**WHAT TO WORK ON**.
Output the full listing verbatim.
*** DATA TO EXAMINE ***
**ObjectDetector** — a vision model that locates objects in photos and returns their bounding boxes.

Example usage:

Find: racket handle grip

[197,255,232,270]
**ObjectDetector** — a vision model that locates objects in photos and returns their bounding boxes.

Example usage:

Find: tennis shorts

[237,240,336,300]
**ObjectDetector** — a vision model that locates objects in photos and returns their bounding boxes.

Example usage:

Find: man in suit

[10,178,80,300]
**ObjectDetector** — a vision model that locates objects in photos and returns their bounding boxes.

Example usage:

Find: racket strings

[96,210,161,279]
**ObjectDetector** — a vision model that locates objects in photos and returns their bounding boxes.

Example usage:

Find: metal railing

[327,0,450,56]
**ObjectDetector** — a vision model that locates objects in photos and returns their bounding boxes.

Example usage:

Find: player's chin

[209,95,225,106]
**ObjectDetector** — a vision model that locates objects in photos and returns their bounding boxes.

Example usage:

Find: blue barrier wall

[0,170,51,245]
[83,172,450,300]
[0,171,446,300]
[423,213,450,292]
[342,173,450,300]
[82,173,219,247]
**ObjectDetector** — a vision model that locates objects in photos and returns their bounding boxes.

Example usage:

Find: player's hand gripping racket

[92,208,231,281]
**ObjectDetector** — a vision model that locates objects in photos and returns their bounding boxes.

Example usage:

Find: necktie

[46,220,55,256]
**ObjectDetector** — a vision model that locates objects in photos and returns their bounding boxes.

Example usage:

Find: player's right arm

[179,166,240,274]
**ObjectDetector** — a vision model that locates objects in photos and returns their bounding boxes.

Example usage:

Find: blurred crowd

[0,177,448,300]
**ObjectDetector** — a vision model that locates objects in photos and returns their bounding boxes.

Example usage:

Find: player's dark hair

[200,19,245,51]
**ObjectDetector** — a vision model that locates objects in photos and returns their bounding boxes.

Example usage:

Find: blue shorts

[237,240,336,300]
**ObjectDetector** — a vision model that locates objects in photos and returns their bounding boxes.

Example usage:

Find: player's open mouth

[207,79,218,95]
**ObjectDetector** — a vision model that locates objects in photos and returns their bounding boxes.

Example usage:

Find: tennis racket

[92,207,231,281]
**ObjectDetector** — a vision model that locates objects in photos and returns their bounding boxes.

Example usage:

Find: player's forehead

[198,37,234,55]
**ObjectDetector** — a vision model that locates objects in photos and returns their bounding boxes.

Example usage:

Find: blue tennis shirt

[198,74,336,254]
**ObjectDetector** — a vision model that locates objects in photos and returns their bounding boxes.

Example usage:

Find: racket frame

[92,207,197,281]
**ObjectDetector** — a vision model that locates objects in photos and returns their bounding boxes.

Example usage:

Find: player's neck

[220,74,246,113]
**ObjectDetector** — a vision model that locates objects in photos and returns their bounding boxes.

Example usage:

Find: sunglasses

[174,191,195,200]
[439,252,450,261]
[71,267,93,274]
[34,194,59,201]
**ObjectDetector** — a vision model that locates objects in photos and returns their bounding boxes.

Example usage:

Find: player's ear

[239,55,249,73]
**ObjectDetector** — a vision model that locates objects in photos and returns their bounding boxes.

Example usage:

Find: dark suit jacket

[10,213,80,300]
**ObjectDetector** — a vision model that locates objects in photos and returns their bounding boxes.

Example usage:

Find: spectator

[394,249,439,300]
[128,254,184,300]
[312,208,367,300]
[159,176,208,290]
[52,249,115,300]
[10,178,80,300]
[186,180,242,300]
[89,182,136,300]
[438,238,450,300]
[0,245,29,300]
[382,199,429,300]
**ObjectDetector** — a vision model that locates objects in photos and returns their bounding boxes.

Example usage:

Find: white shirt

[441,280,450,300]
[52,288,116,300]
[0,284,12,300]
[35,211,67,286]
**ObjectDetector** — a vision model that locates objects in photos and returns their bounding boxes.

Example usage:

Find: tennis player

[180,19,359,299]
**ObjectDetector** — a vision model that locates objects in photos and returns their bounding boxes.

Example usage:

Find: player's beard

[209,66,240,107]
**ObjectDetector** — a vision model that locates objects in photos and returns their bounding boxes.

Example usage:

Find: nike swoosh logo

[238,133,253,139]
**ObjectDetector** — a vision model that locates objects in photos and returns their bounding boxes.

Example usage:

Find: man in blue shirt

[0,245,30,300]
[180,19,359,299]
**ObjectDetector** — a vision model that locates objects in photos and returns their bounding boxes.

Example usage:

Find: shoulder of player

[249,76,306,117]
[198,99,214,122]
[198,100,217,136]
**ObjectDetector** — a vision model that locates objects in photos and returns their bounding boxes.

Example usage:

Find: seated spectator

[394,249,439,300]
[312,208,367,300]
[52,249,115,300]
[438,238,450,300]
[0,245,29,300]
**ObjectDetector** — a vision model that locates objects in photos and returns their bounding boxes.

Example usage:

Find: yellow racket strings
*** End of DATA TO EXAMINE ***
**SOLVED PROBLEM**.
**ObjectDetector** — a vision model that locates objects in photos and returns their bounding boxes.

Example usage:

Find: racket handle grip

[197,255,232,270]
**ObjectDetector** — a vision model that locates objects in photos and returns their bounding boxes.

Example usage:

Find: tennis shorts

[237,240,336,300]
**ObjectDetector** — a vision model that locates objects in photos and returns their bounding boxes.

Example usage:

Find: man in suit

[10,178,80,300]
**ObjectDetector** — a vision model that locates objects in photos and returns their bounding boxes.

Example usage:

Find: racket strings

[96,210,161,279]
**ObjectDetector** — a vision model that locates objects in photos and returns their bounding boxes.

Example usage:

Find: metal railing

[327,0,450,56]
**ObjectDetector** — a vision model that locates objects in photos and returns their bounding boxes.

Example usage:

Find: player's chin

[209,95,225,106]
**ObjectDetector** — a vision model that locates objects in photos and returns their bounding boxes.

Example usage:

Find: blue barrier wall

[0,170,51,245]
[83,172,450,300]
[0,171,446,300]
[423,213,450,292]
[342,173,450,300]
[82,173,219,247]
**ObjectDetector** — a vision model that locates objects in photos and returns their bounding boxes.

Example usage:

Find: player's hand gripping racket

[92,208,231,281]
**ObjectDetector** — a vision model that locates objects in photos and returns their bounding boxes.

Example usage:

Find: necktie

[46,220,55,256]
**ObjectDetector** — a vision model that locates objects in photos and returns their bounding boxes.

Example usage:

Find: player's right arm

[179,166,240,274]
**ObjectDetector** — a vision model that locates objects in photos and returns their bounding boxes.

Example usage:

Find: blurred crowd

[0,177,448,300]
**ObjectDetector** — a vision model that locates objects in photos and returns their bounding boxes.

Example usage:

Find: player's dark hair

[200,19,245,51]
**ObjectDetector** — a vision model that locates objects in photos and returns their bounding boxes.

Example usage:

Find: blue shorts

[237,240,336,300]
**ObjectDetector** — a vision model that locates objects in photos and returns their bounding boxes.

Example usage:

Find: player's open mouth

[207,79,218,95]
**ObjectDetector** — a vision model that locates objects in photos and returns their bounding boxes.

Example usage:

Find: tennis racket

[92,207,231,281]
**ObjectDetector** — a vision model that locates objects in photos and returns their bounding boxes.

Example usage:

Find: player's forehead

[198,37,234,55]
**ObjectDetector** — a vision model that locates objects in photos and returns their bounding boxes.

Example usage:

Find: blue tennis shirt

[198,74,336,254]
**ObjectDetector** — a vision model that locates objects in photos and returns their bounding boxes.

Example usage:

Find: racket frame

[92,207,197,281]
**ObjectDetector** — a vision model that locates objects in photos and returns their bounding boxes.

Example usage:

Find: player's neck

[220,74,246,113]
**ObjectDetector** — a vision model that locates objects in photos and returns their bounding boxes.

Example usage:

Find: sunglasses

[174,191,195,200]
[439,252,450,261]
[71,267,93,274]
[34,194,59,201]
**ObjectDetector** — a vision model that locates objects in photos and returns their bounding boxes.

Example usage:

Find: player's ear

[239,55,249,73]
**ObjectDetector** — a vision model that locates objects in photos and returns their bounding boxes.

Example usage:

Find: dark suit jacket

[10,213,80,300]
**ObjectDetector** — a vision model that locates objects in photos and returns their bounding boxes.

Example usage:

Find: spectator

[394,249,439,300]
[128,254,184,300]
[312,208,367,300]
[159,176,208,290]
[52,249,115,300]
[10,178,80,300]
[186,180,242,300]
[89,182,136,300]
[438,238,450,300]
[0,245,29,300]
[382,199,429,300]
**ObjectDetector** — a vision model that locates objects in photos and returns their bounding boxes.

Example usage:

Find: white shirt

[441,280,450,300]
[52,288,116,300]
[0,284,12,300]
[35,211,67,286]
**ObjectDetector** — a vision model that locates objects in photos and returns their bounding boxes.

Example usage:

Find: tennis player

[180,19,359,299]
**ObjectDetector** — a vision model that locates objects in photos and returns their bounding boxes.

Example usage:

Find: player's beard

[209,66,240,107]
**ObjectDetector** — a vision model that locates objects in photos and returns their bounding boxes.

Example usage:

Find: nike swoosh logo

[238,133,253,139]
**ObjectDetector** — a vision model that locates objects in photos and returns their bounding boxes.

Example usage:

Find: man in blue shirt

[0,245,30,300]
[180,19,359,299]
**ObjectDetector** — a vision model that locates objects in photos and returns their bounding boxes.

Example usage:

Find: shoulder of player

[249,76,306,117]
[198,99,214,122]
[198,100,217,136]
**ObjectDetector** — a vision model that locates objects in photos and returns their bounding boxes.

Example usage:

Find: seated spectator

[394,249,439,300]
[312,208,367,300]
[52,249,115,300]
[438,238,450,300]
[0,245,29,300]
**ObjectDetector** — a vision model that locates objects in photos and returns their bounding boxes.

Example usage:

Find: yellow racket strings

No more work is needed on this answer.